START Document text
Because RTL is a very-low-level language, RTL requires the user to do manual schedulling of port use. (However, some current FPGA tools do something automatically).

Multipliers and floating point units also typically present hazards.

To overcome hazards automatically, stalls and holding registers must be inserted. The user's model of the design is stalled as ports are re-used in the time domain, using extra clock cycles to copy data to and from the holding registers.

A non-fully pipelined component cannot start a new operation on every clock cycle. Instead it has hadnshake wires that start it and inform the surrounding logic when it is ready.

Automatic retiming.

Apart from using retiming of the design to overcome hazards, the technique is also useful for balancing logic between pipeline stages. Re-timing is therefore helpful for meeting timing closure which means ensuring the critical path of the design is short enough that the clock frequency can meet the envisioned target.

D-type migration is a transform that re-codes the state. For example, rather than forming the conjunction of (ANDing) two signals and registering the conjunct (feeding it through a D-type) one can instead form the conjunct of the registered inputs. A complete algebra can be used to annotate each signal with its offset from the designer's first-envisaged timing and D-types shunted around more or less at will. However, it is impossible to put a negative D-type on an input to the circuit (i.e. a gate that predicts the future), instead one must delay every other signal to compensate.
END Document text
START Source data
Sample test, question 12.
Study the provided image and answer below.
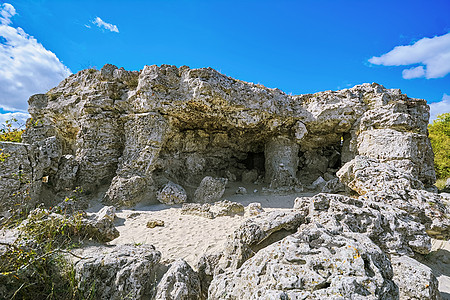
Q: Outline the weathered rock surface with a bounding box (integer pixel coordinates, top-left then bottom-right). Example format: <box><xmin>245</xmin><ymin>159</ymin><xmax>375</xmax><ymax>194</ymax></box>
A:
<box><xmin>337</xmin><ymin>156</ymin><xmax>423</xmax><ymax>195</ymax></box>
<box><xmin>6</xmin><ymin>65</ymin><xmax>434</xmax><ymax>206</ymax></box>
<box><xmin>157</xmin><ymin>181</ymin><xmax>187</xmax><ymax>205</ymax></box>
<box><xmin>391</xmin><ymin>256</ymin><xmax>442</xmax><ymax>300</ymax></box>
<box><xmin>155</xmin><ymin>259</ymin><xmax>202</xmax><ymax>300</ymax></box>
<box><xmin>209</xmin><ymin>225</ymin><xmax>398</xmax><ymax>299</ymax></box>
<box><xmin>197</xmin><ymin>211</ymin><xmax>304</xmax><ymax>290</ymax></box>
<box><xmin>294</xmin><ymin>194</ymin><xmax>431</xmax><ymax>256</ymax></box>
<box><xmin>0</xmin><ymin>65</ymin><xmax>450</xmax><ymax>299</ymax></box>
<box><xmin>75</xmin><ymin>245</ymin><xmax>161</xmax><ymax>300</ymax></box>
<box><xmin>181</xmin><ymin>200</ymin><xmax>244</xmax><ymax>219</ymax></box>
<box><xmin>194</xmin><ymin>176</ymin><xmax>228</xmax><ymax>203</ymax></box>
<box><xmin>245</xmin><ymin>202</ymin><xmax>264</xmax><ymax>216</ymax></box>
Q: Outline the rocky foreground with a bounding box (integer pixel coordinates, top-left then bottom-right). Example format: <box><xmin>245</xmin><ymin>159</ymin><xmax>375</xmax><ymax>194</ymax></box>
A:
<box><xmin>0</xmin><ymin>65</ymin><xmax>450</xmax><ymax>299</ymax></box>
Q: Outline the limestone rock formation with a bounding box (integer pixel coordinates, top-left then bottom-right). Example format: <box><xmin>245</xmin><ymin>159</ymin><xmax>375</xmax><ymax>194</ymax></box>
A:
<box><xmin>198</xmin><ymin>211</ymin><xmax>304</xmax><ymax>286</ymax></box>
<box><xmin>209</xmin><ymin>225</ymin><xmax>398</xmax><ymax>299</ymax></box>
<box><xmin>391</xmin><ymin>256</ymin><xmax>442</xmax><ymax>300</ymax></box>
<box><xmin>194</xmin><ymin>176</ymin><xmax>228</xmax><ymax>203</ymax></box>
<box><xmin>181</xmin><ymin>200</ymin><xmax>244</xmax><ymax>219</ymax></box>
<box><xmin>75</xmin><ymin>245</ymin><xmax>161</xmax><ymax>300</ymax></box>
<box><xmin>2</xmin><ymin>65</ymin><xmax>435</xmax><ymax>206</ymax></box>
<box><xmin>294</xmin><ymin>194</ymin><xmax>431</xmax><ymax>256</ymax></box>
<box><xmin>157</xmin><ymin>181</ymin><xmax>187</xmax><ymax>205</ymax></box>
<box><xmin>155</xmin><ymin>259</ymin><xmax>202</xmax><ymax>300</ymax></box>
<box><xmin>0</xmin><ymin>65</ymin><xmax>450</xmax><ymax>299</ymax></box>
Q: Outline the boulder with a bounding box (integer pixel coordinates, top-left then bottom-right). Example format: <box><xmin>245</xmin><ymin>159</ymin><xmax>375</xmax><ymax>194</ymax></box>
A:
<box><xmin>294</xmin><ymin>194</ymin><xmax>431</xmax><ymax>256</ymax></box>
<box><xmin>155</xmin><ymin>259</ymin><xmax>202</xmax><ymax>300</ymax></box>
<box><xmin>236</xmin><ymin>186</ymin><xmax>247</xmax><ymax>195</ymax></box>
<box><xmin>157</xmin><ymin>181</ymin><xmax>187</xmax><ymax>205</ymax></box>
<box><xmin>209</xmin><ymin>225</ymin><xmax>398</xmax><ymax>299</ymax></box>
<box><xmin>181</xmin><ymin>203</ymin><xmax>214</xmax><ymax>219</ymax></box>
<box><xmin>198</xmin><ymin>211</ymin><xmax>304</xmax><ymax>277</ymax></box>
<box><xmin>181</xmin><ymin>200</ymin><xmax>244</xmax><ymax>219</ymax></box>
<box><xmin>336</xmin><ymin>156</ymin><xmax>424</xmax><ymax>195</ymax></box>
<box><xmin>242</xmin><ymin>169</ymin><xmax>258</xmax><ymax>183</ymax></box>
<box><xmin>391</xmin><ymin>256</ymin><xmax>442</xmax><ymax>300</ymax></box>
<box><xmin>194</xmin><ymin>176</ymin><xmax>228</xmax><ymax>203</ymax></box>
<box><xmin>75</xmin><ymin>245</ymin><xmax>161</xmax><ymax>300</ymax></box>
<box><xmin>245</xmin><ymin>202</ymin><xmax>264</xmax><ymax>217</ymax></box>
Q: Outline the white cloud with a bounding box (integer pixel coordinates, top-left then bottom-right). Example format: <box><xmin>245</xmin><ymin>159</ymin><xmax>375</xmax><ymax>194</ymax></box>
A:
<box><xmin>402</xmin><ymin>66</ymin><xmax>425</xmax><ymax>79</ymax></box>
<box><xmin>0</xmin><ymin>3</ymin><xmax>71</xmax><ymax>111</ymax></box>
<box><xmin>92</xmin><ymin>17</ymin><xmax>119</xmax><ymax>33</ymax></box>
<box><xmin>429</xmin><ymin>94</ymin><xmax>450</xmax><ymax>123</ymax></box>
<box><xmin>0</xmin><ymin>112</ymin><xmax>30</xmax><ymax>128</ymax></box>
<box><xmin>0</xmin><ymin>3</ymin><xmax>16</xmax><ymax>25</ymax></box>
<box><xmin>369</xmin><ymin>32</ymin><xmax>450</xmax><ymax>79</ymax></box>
END Source data
Your instructions. Continue the passage on RTL hazards and retiming, starting after its final sentence.

Answer below.
RAM and Offchip Memory

RAM makes up more than half of most SOCs by transistor count and by area.

Notes on RAM testing: use embedded software, wafer probe or dedicated BIST logic.

RAM testing is not needed on FPGA since the whole chip is tested at manufuacture.

Flash memory requires special mask processes and power supplies so is not normally included on the SoC. Ditto DRAM. These tend to be large area units that justify their own silicon chip on that basis as well. They are commodity items that one can buy futures in.

Adder and multiplier structures.

The ripple carry adder is generated by the ML fragment above. The kogge stone is frequently used as a practical, synthesisable adder that is fast and not critical over its layout.

Flash multipliers use special wallace tree cells (not lectured) whereas long multiplication using Booth's algorithm is a nice example of a non-fully pipelined multiplier.

Conclusion

RTL is not as expressive for algorithms as software.

Higher-level entry forms are ideally needed, perhaps schedulling within a thread at compile-time and between threads at run time ? This is what we do in our Kiwi project.